--- Dataset items ---
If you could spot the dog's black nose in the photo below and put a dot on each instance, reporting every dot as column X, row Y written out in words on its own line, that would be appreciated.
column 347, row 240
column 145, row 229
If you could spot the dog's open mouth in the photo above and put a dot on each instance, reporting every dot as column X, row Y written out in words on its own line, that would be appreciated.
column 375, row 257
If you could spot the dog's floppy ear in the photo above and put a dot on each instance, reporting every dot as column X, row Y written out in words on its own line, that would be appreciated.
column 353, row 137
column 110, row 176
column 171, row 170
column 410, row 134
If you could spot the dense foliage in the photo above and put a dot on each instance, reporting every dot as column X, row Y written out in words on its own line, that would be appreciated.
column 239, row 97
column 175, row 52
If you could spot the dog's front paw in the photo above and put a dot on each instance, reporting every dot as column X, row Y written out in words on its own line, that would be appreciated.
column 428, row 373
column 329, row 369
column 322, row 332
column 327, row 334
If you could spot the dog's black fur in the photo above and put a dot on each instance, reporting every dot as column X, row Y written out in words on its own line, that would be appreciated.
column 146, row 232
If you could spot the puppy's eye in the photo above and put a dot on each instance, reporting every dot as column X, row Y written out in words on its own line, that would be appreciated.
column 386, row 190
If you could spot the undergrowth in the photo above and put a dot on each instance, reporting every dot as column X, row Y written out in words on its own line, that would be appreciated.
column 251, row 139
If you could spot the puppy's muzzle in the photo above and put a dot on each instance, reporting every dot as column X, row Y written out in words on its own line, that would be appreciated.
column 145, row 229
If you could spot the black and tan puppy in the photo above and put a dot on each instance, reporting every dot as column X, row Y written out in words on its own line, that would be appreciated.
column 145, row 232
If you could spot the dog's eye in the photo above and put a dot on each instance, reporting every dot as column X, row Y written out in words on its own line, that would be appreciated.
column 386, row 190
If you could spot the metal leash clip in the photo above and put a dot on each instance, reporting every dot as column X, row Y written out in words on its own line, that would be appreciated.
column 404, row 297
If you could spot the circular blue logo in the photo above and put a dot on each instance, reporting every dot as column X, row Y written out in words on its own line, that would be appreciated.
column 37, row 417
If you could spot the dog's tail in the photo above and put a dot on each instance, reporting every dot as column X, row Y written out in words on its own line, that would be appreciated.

--- Assignment ---
Take the line containing "If you could spot the dog's eye" as the start and the last line of the data as the end, and reproduce that range exactly.

--- Exercise solution ---
If you could spot the dog's eye in the photo above and put a dot on each instance, reporting every dot as column X, row Y written out in words on its own line, that would be appreciated.
column 386, row 190
If you could spot the metal leash clip in the photo above and put a dot on each instance, reporting every dot as column X, row Y written out in words on its own line, that would be appreciated.
column 404, row 297
If you could spot the circular blue logo in the photo above and put a dot on each instance, reporting every dot as column X, row Y written out in words on its own line, that would be appreciated.
column 37, row 417
If you could spot the dog's tail in the photo above and put a dot on each instance, reporting every dot as column X, row Y written out in words on its own line, that would be appreciated.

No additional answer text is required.